— Activity —
Keeping each word and mark in place, write out the full listing once more.

Data for processing START

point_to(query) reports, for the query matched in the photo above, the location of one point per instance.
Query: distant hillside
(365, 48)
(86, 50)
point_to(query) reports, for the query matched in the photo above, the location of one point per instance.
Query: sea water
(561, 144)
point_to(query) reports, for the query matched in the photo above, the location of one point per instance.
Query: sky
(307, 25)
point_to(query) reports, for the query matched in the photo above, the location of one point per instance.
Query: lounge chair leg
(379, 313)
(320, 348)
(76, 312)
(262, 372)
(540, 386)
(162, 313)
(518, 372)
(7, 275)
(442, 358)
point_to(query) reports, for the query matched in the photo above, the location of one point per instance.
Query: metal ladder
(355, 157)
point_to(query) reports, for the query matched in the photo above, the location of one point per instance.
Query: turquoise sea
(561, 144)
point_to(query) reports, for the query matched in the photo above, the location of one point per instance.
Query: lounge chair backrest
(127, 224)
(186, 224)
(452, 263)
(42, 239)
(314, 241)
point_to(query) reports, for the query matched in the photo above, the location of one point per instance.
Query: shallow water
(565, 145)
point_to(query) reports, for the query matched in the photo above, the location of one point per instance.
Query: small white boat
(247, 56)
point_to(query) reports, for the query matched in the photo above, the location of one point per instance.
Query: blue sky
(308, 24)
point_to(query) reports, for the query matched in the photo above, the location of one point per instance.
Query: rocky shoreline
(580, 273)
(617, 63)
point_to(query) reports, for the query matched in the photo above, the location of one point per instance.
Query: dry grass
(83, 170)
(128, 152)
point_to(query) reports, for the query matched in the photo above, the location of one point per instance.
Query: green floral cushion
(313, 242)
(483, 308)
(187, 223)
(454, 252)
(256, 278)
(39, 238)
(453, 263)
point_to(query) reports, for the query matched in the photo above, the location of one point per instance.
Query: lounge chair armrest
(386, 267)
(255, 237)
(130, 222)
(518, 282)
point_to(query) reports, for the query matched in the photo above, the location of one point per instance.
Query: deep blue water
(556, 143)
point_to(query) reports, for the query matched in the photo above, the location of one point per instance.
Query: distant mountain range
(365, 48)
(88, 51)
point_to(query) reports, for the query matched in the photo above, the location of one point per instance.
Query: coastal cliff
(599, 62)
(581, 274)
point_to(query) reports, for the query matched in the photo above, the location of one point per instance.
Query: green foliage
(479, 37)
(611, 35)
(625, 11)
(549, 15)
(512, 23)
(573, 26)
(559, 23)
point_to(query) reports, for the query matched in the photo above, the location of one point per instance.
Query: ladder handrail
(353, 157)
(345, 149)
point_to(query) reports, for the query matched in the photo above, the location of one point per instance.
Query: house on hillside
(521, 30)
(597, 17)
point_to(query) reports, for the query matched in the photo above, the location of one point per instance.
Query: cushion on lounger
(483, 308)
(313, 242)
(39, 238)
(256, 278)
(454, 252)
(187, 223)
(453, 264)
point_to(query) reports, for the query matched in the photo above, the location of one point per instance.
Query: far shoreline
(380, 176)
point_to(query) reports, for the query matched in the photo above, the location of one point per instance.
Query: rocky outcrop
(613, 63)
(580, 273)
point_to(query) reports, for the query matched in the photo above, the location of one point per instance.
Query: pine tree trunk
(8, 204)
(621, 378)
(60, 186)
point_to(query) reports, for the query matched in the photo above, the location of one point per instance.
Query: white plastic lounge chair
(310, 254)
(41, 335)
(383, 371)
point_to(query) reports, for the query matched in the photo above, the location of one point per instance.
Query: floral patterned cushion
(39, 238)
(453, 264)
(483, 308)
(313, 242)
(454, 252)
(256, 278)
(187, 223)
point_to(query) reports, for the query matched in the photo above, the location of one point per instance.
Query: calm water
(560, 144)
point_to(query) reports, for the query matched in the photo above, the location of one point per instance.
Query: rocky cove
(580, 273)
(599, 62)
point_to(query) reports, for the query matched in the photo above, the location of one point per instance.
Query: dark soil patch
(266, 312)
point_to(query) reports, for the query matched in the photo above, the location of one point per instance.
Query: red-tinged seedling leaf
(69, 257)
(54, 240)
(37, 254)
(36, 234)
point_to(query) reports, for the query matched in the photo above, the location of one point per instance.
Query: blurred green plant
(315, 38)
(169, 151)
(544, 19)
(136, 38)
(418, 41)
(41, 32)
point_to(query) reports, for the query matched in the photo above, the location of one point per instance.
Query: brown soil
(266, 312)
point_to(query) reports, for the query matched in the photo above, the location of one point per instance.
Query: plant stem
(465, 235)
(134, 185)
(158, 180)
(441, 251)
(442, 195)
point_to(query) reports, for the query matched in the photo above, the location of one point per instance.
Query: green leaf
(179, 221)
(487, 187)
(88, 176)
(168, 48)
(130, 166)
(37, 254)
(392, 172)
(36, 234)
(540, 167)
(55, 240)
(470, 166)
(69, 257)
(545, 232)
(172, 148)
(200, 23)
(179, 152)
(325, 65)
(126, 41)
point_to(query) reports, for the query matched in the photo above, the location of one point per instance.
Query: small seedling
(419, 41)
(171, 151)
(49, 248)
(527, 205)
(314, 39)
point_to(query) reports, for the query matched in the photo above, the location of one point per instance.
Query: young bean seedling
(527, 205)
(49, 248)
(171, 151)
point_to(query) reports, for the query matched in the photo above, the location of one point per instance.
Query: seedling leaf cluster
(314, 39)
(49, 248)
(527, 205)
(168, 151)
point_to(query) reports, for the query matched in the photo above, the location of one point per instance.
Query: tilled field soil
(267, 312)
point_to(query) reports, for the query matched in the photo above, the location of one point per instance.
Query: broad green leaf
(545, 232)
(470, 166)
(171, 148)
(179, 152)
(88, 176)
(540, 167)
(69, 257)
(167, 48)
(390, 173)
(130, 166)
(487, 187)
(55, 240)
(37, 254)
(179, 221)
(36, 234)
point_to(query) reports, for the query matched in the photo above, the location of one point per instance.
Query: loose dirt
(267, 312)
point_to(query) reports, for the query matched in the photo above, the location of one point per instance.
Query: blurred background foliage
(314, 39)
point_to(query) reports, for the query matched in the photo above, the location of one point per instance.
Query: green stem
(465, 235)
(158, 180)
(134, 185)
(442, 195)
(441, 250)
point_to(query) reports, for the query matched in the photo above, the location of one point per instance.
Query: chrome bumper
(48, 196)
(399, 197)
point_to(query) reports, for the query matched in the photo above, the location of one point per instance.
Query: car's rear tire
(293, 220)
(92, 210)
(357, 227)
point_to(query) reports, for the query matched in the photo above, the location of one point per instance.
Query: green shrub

Data for processing END

— Solution to the exercise —
point_to(query) reports, for the query matched in the photo above, the location of one point per instance.
Query: distant hillside
(365, 48)
(86, 50)
point_to(query) reports, for the query matched in the photo above, the location of one point per instance.
Query: sea water
(561, 144)
point_to(query) reports, for the query matched in the photo above, the location of one point per instance.
Query: sky
(307, 25)
point_to(query) reports, for the query matched in the photo above, the location of one point per instance.
Query: lounge chair leg
(379, 313)
(320, 348)
(76, 312)
(262, 372)
(540, 386)
(162, 313)
(518, 372)
(7, 275)
(442, 358)
point_to(query) reports, for the query matched in the photo above, the location of one point per instance.
Query: metal ladder
(355, 157)
point_to(query) reports, for the query matched in the photo above, the location of one point per instance.
Query: turquoise sea
(561, 144)
point_to(query) reports, for the query matched in the photo above, the location of one point per instance.
Query: lounge chair backrest
(127, 224)
(186, 224)
(452, 263)
(42, 239)
(314, 241)
point_to(query) reports, for the query matched in the photo above, the location of one point per instance.
Query: shallow water
(565, 145)
point_to(query) reports, for the query matched in the photo above, the location of one point per instance.
Query: small white boat
(247, 56)
point_to(query) reports, for the query matched in the photo above, the location of one point per instance.
Query: blue sky
(308, 24)
point_to(query) reports, for the query matched in the photo above, the location of one point per instance.
Query: rocky shoreline
(580, 273)
(617, 63)
point_to(query) reports, for the query matched in the photo above, the location of one point per instance.
Query: dry grass
(83, 170)
(128, 152)
point_to(query) reports, for the query matched in the photo above, the location of one point per instance.
Query: green floral cushion
(313, 242)
(483, 308)
(187, 223)
(454, 252)
(256, 278)
(39, 238)
(453, 263)
point_to(query) reports, for the query matched in the photo above, the location of one point per instance.
Query: lounge chair armrest
(386, 267)
(255, 237)
(130, 222)
(518, 282)
point_to(query) reports, for the query matched in the photo above, the location of one point per instance.
Query: deep blue water
(556, 143)
point_to(query) reports, for the query matched in the photo above, the location of one point per instance.
Query: distant mountain range
(365, 48)
(88, 51)
point_to(query) reports, for the query matched in the photo above, the location of one point per instance.
Query: coastal cliff
(599, 62)
(581, 274)
point_to(query) reports, for the query matched in the photo above, the location of one point per instance.
Query: green foliage
(479, 37)
(611, 35)
(625, 11)
(549, 15)
(512, 23)
(573, 26)
(559, 23)
point_to(query) reports, for the query matched in the photo above, the location of one point per instance.
Query: ladder handrail
(353, 157)
(345, 149)
point_to(query) reports, for the query matched in the photo above, the location of one point per instance.
Query: house on hillside
(521, 30)
(597, 17)
point_to(query) reports, for the query matched in the photo above, the location of one point per instance.
Query: cushion on lounger
(483, 308)
(313, 242)
(39, 238)
(256, 278)
(454, 252)
(187, 223)
(453, 264)
point_to(query) reports, for the query matched in the photo above, the location of one point per instance.
Query: far shoreline
(380, 176)
point_to(query) reports, for the query matched in the photo above, the location of one point per instance.
Query: rocky outcrop
(613, 63)
(580, 273)
point_to(query) reports, for the query matched in the photo above, the location of one point per instance.
Query: pine tree trunk
(8, 204)
(621, 378)
(60, 186)
point_to(query) reports, for the query matched in the photo above, the location of one point per instance.
Query: white plastic lounge chair
(310, 254)
(41, 335)
(383, 371)
point_to(query) reports, for the query matched in the photo above, the location of one point per instance.
Query: floral patterned cushion
(39, 238)
(453, 264)
(483, 308)
(313, 242)
(454, 252)
(256, 278)
(187, 223)
point_to(query) reports, for the query matched in the photo above, the location of one point per instance.
Query: calm water
(560, 144)
point_to(query) reports, for the query matched in the photo above, the location of one point per instance.
Query: rocky cove
(580, 273)
(599, 62)
point_to(query) reports, for the query matched in the photo above, the location of one point per instance.
Query: dark soil patch
(266, 312)
point_to(query) reports, for the query matched in the photo above, the location of one point per instance.
Query: red-tinged seedling leaf
(69, 257)
(54, 240)
(37, 254)
(36, 234)
point_to(query) reports, for the query matched in the photo above, the location of one point per instance.
Query: blurred green plant
(315, 38)
(169, 151)
(544, 19)
(136, 38)
(418, 41)
(41, 32)
point_to(query) reports, for the query matched in the photo above, the location of one point per instance.
Query: brown soil
(266, 312)
point_to(query) reports, for the query matched in the photo above, the location of one point per instance.
Query: plant stem
(465, 235)
(134, 185)
(158, 180)
(441, 251)
(442, 195)
point_to(query) reports, for the query matched in the photo above, the location of one point per instance.
Query: green leaf
(179, 221)
(487, 187)
(88, 176)
(168, 48)
(130, 166)
(37, 254)
(392, 172)
(36, 234)
(540, 167)
(55, 240)
(470, 166)
(69, 257)
(545, 232)
(172, 148)
(200, 23)
(179, 152)
(325, 65)
(126, 41)
point_to(query) reports, for the query matched in the photo above, the location of one point per instance.
Query: small seedling
(419, 41)
(171, 151)
(49, 248)
(527, 205)
(314, 39)
point_to(query) reports, for the query matched in the photo above, the location of one point per instance.
Query: young bean seedling
(527, 205)
(49, 248)
(171, 151)
point_to(query) reports, for the query matched in the photo above, the location of one point per instance.
Query: seedling leaf cluster
(314, 39)
(49, 248)
(527, 205)
(168, 151)
point_to(query) reports, for the query matched in the photo above, the location of one point per instance.
Query: tilled field soil
(267, 312)
point_to(query) reports, for the query matched in the photo above, the location of one point per instance.
Query: broad green leaf
(545, 232)
(470, 166)
(171, 148)
(179, 152)
(88, 176)
(540, 167)
(69, 257)
(167, 48)
(390, 173)
(130, 166)
(487, 187)
(55, 240)
(37, 254)
(179, 221)
(36, 234)
point_to(query) reports, for the query matched in the photo above, the location of one point per instance.
Query: loose dirt
(267, 312)
point_to(query) reports, for the query matched in the photo above, the location of one point per instance.
Query: blurred background foliage
(314, 39)
point_to(query) reports, for the query matched in the photo above, the location of one point per instance.
Query: green stem
(465, 235)
(158, 180)
(134, 185)
(442, 195)
(441, 250)
point_to(query) reports, for the query matched in the photo above, the location of one point per instance.
Query: chrome bumper
(48, 196)
(399, 197)
point_to(query) reports, for the query matched in the photo above, the location of one point per instance.
Query: car's rear tire
(293, 220)
(92, 210)
(357, 227)
point_to(query) reports, for the query matched in the photo above, the location of one point per instance.
Query: green shrub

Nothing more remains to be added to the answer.